-- Job --
Turn the lines of all the records below into a numbered list, skipping any blank lines. Leave the pictures out of your answer.

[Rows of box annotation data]
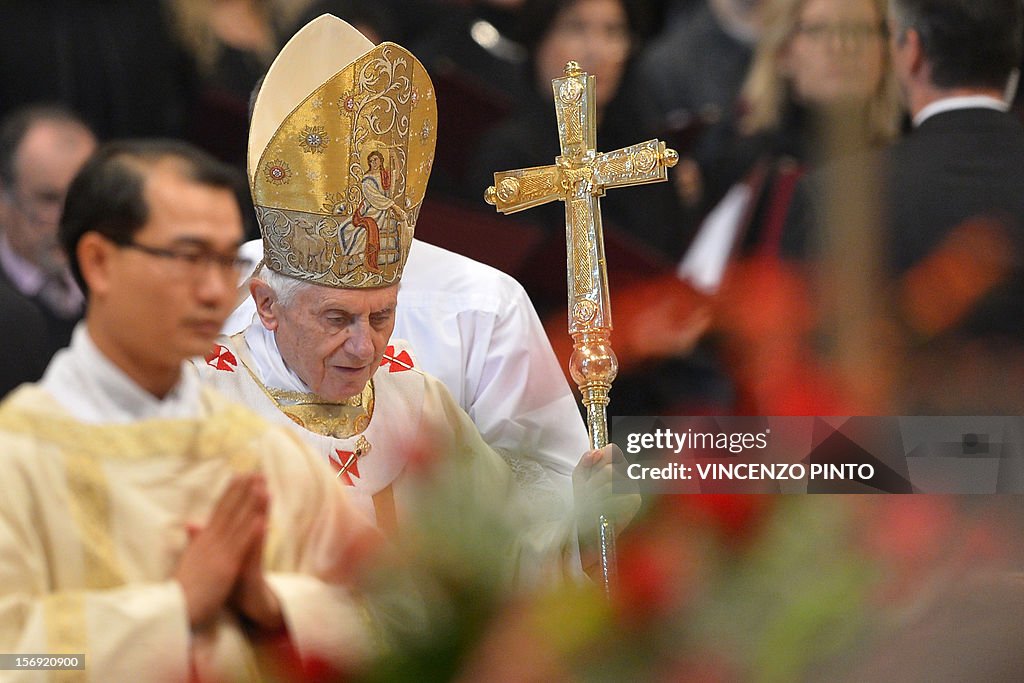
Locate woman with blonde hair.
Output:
[697,0,900,254]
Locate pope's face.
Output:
[263,285,398,401]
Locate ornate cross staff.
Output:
[484,61,679,593]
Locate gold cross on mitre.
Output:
[484,61,679,449]
[484,61,679,596]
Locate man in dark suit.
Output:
[0,106,96,393]
[885,0,1024,415]
[783,0,1024,415]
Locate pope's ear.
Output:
[249,278,279,332]
[75,231,117,295]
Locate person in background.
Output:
[0,105,96,393]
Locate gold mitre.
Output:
[249,14,437,288]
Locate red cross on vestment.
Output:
[206,344,239,373]
[381,346,413,373]
[331,449,359,486]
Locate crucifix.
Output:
[484,61,679,594]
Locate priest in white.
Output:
[0,142,377,681]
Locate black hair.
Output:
[59,139,242,292]
[515,0,646,79]
[0,104,91,187]
[891,0,1024,90]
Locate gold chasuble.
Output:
[0,386,373,682]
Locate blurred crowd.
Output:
[0,0,1024,415]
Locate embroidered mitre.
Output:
[249,14,437,289]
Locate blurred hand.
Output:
[228,483,285,632]
[174,474,268,629]
[572,443,640,543]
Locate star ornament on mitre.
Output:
[249,14,437,289]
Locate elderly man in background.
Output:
[0,106,96,396]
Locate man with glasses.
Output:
[0,141,374,681]
[0,106,96,396]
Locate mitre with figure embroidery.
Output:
[249,14,437,289]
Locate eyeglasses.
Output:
[118,242,252,279]
[797,22,886,45]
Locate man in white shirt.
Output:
[0,141,373,681]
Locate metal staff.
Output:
[484,61,679,595]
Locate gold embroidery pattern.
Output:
[43,591,89,683]
[236,350,374,438]
[62,450,124,589]
[251,43,436,288]
[522,169,555,200]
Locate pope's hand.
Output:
[572,443,640,544]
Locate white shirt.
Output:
[40,323,201,424]
[913,95,1010,128]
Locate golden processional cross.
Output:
[484,61,679,592]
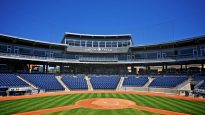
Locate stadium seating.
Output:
[192,75,205,81]
[61,74,88,90]
[90,75,120,90]
[149,76,188,88]
[123,76,149,87]
[0,73,29,87]
[20,74,64,91]
[198,82,205,89]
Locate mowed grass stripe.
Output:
[46,108,158,115]
[1,95,60,115]
[143,97,185,111]
[11,96,65,113]
[158,97,205,109]
[155,97,205,114]
[0,93,205,115]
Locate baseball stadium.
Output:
[0,32,205,115]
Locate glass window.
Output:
[118,42,122,47]
[122,41,127,47]
[93,41,98,47]
[81,41,86,47]
[127,41,130,46]
[68,40,74,46]
[106,42,112,47]
[75,40,80,46]
[112,42,117,47]
[87,41,92,47]
[180,48,193,55]
[100,42,105,47]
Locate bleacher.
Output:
[61,74,88,90]
[122,76,149,87]
[192,75,205,81]
[149,76,188,88]
[198,82,205,89]
[0,73,29,87]
[90,75,120,90]
[20,74,64,91]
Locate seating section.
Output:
[90,75,120,90]
[192,75,205,81]
[61,74,88,90]
[122,77,149,87]
[149,76,188,88]
[198,82,205,89]
[0,73,29,87]
[20,74,65,91]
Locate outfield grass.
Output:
[0,93,205,115]
[46,108,160,115]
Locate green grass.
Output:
[46,108,159,115]
[0,94,205,115]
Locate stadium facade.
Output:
[0,33,205,97]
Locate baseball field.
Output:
[0,91,205,115]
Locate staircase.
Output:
[175,78,191,90]
[85,75,93,91]
[116,77,125,90]
[144,77,155,87]
[17,75,38,89]
[56,76,70,91]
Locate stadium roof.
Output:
[64,32,131,39]
[131,35,205,49]
[0,34,66,46]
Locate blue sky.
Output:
[0,0,205,45]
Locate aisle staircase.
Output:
[116,77,125,90]
[56,76,70,91]
[85,75,93,91]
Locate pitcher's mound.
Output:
[76,98,136,109]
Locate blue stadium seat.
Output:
[90,75,120,90]
[198,82,205,89]
[123,76,149,87]
[149,76,188,88]
[20,74,65,91]
[192,75,205,81]
[61,74,88,90]
[0,73,29,87]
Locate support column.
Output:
[46,65,49,73]
[43,65,46,73]
[201,63,204,73]
[185,65,188,73]
[180,65,183,73]
[131,66,136,75]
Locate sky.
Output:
[0,0,205,45]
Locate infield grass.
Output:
[46,108,160,115]
[0,93,205,115]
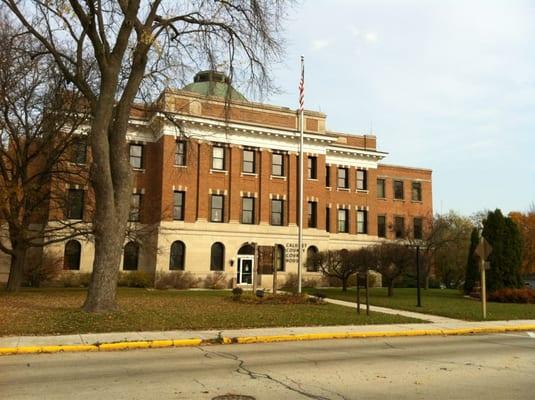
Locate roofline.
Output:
[158,88,327,118]
[378,163,433,173]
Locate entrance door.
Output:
[236,255,254,285]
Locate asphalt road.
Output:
[0,333,535,400]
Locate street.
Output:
[0,333,535,400]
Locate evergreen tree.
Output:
[483,209,522,293]
[464,228,479,294]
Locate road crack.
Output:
[197,347,347,400]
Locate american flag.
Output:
[299,56,305,112]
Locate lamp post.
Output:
[407,241,422,307]
[416,244,422,307]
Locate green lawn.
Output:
[0,288,421,336]
[307,288,535,321]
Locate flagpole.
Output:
[297,56,305,293]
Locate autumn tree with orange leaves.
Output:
[509,203,535,276]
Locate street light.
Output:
[407,241,422,307]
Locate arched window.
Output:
[169,240,186,271]
[275,244,285,271]
[63,240,82,270]
[238,244,254,255]
[306,246,319,272]
[123,242,139,271]
[210,242,225,271]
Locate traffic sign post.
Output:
[475,236,492,319]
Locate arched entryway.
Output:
[236,244,254,285]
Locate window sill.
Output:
[210,168,228,175]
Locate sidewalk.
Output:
[0,299,535,356]
[324,298,466,324]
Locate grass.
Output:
[307,288,535,321]
[0,288,421,336]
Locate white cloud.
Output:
[364,32,378,43]
[311,39,331,51]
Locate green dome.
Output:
[182,71,247,101]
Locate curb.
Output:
[0,324,535,356]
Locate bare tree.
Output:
[1,0,287,312]
[372,242,415,296]
[398,211,473,289]
[0,16,87,291]
[312,250,356,292]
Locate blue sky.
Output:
[266,0,535,214]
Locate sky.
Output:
[265,0,535,215]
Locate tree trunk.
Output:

-- Reply --
1. Locate woman with blonde hair.
2. Output:
3. [697,0,900,254]
4. Locate pope's face.
5. Output:
6. [263,285,398,401]
7. Locate ornate cross staff.
8. Output:
9. [484,61,679,593]
10. Locate gold cross on mitre.
11. Output:
12. [484,61,679,449]
13. [484,61,679,596]
14. Locate man in dark suit.
15. Output:
16. [0,106,96,393]
17. [885,0,1024,415]
18. [783,0,1024,415]
19. Locate pope's ear.
20. Output:
21. [249,278,279,332]
22. [75,231,117,295]
23. Locate person in background.
24. Output:
25. [0,105,96,393]
26. Locate gold mitre.
27. Output:
28. [249,14,437,288]
29. Locate red cross on vestment.
30. Output:
31. [206,344,239,373]
32. [381,346,413,373]
33. [331,449,359,486]
34. Locate crucifix.
35. Output:
36. [484,61,679,594]
37. Locate priest in white.
38. Output:
39. [0,142,377,681]
40. Locate black hair.
41. Output:
42. [59,139,242,292]
43. [515,0,646,79]
44. [0,104,91,187]
45. [891,0,1024,90]
46. Locate gold chasuble.
47. Output:
48. [0,386,373,682]
49. Locate blurred crowd.
50. Output:
51. [0,0,1024,415]
52. Locate embroidered mitre.
53. Output:
54. [249,14,437,289]
55. Locate blurred hand.
56. Output:
57. [228,483,285,632]
58. [174,474,268,629]
59. [572,443,640,543]
60. Locate star ornament on mitre.
61. Output:
62. [249,14,437,289]
63. Locate elderly man in background.
64. Output:
65. [0,106,96,396]
66. Locate man with glasses.
67. Output:
68. [0,141,374,681]
69. [0,106,96,396]
70. Locate mitre with figure embroidery.
71. Output:
72. [249,14,437,289]
73. Locate eyeglasses.
74. Output:
75. [118,242,252,279]
76. [797,22,886,45]
77. Locate man in white shirt.
78. Output:
79. [0,141,373,681]
80. Locate metal staff.
81. Output:
82. [484,61,679,595]
83. Locate gold embroidery pattern.
84. Output:
85. [43,591,89,683]
86. [236,350,374,438]
87. [62,450,124,589]
88. [251,43,436,288]
89. [522,169,555,200]
90. Locate pope's hand.
91. Output:
92. [572,443,640,544]
93. Locate white shirt.
94. Output:
95. [40,323,201,424]
96. [913,95,1010,128]
97. Locate golden processional cross.
98. Output:
99. [484,61,679,592]
100. Locate stadium seating.
101. Output:
102. [192,75,205,81]
103. [61,74,88,90]
104. [90,75,120,90]
105. [149,76,188,88]
106. [123,76,149,87]
107. [0,73,29,87]
108. [20,74,64,91]
109. [198,82,205,89]
110. Locate mowed grass stripe.
111. Output:
112. [46,108,158,115]
113. [1,95,60,115]
114. [143,97,185,111]
115. [11,96,65,113]
116. [158,97,205,109]
117. [155,97,205,114]
118. [0,93,205,115]
119. Locate baseball stadium.
120. Output:
121. [0,32,205,115]
122. Locate glass window.
123. Output:
124. [118,42,122,47]
125. [122,41,127,47]
126. [93,41,98,47]
127. [81,41,86,47]
128. [127,41,130,46]
129. [68,40,74,46]
130. [106,42,112,47]
131. [75,40,80,46]
132. [112,42,117,47]
133. [87,41,92,47]
134. [180,48,193,55]
135. [100,42,105,47]
136. Locate bleacher.
137. Output:
138. [61,74,88,90]
139. [122,76,149,87]
140. [192,75,205,81]
141. [149,76,188,88]
142. [198,82,205,89]
143. [0,73,29,87]
144. [90,75,120,90]
145. [20,74,64,91]
146. Locate seating section.
147. Output:
148. [90,75,120,90]
149. [192,75,205,81]
150. [61,74,88,90]
151. [122,77,149,87]
152. [149,76,188,88]
153. [198,82,205,89]
154. [0,73,29,87]
155. [20,74,65,91]
156. Locate outfield grass.
157. Output:
158. [0,93,205,115]
159. [46,108,160,115]
160. Locate green grass.
161. Output:
162. [46,108,159,115]
163. [0,94,205,115]
164. Locate stadium facade.
165. Output:
166. [0,33,205,97]
167. Locate baseball field.
168. Output:
169. [0,91,205,115]
170. Locate staircase.
171. Output:
172. [175,78,191,90]
173. [85,75,93,91]
174. [116,77,125,90]
175. [144,77,155,87]
176. [17,75,38,89]
177. [56,76,70,91]
178. Locate stadium roof.
179. Output:
180. [64,32,131,39]
181. [131,35,205,49]
182. [0,34,66,46]
183. Locate blue sky.
184. Output:
185. [0,0,205,45]
186. Locate aisle staircase.
187. Output:
188. [116,77,125,90]
189. [56,76,70,91]
190. [85,75,93,91]
191. Locate pitcher's mound.
192. Output:
193. [76,98,136,109]
194. Locate blue stadium seat.
195. Output:
196. [90,75,120,90]
197. [198,82,205,89]
198. [123,76,149,87]
199. [149,76,188,88]
200. [20,74,65,91]
201. [192,75,205,81]
202. [61,74,88,90]
203. [0,73,29,87]
204. Locate support column.
205. Output:
206. [46,65,49,73]
207. [43,65,46,73]
208. [201,63,204,73]
209. [185,65,188,73]
210. [180,65,183,73]
211. [131,66,136,75]
212. Locate sky.
213. Output:
214. [0,0,205,45]
215. Locate infield grass.
216. Output:
217. [46,108,160,115]
218. [0,93,205,115]
219. Locate roofline.
220. Output:
221. [158,88,327,118]
222. [378,163,433,173]
223. Locate entrance door.
224. Output:
225. [236,255,254,285]
226. Locate asphalt road.
227. Output:
228. [0,333,535,400]
229. Locate street.
230. Output:
231. [0,333,535,400]
232. Locate evergreen tree.
233. Output:
234. [483,209,522,293]
235. [464,228,479,294]
236. Locate road crack.
237. Output:
238. [197,347,347,400]
239. Locate american flag.
240. Output:
241. [299,56,305,112]
242. Locate lamp post.
243. Output:
244. [407,241,422,307]
245. [416,244,422,307]
246. Locate green lawn.
247. Output:
248. [0,288,421,336]
249. [307,288,535,321]
250. Locate flagpole.
251. Output:
252. [297,56,305,293]
253. Locate autumn tree with orange leaves.
254. Output:
255. [509,203,535,276]
256. Locate street light.
257. Output:
258. [407,241,422,307]
259. Locate arched window.
260. Output:
261. [169,240,186,271]
262. [275,244,285,271]
263. [63,240,82,270]
264. [238,244,254,255]
265. [306,246,319,272]
266. [123,242,139,271]
267. [210,242,225,271]
268. Locate traffic sign post.
269. Output:
270. [475,236,492,319]
271. Locate arched entryway.
272. Output:
273. [236,244,254,285]
274. Locate window sill.
275. Output:
276. [210,168,228,175]
277. Locate sidewalk.
278. Output:
279. [0,299,535,356]
280. [324,298,466,324]
281. Locate grass.
282. Output:
283. [307,288,535,321]
284. [0,288,421,336]
285. Locate white cloud.
286. Output:
287. [364,32,378,43]
288. [311,39,331,51]
289. Locate green dome.
290. Output:
291. [182,71,247,101]
292. Locate curb.
293. Output:
294. [0,324,535,356]
295. Locate bare tree.
296. Output:
297. [1,0,287,312]
298. [372,242,415,296]
299. [398,211,473,289]
300. [0,16,87,291]
301. [312,250,356,292]
302. Locate blue sky.
303. Output:
304. [266,0,535,214]
305. Locate sky.
306. Output:
307. [265,0,535,215]
308. Locate tree trunk.
309. Output:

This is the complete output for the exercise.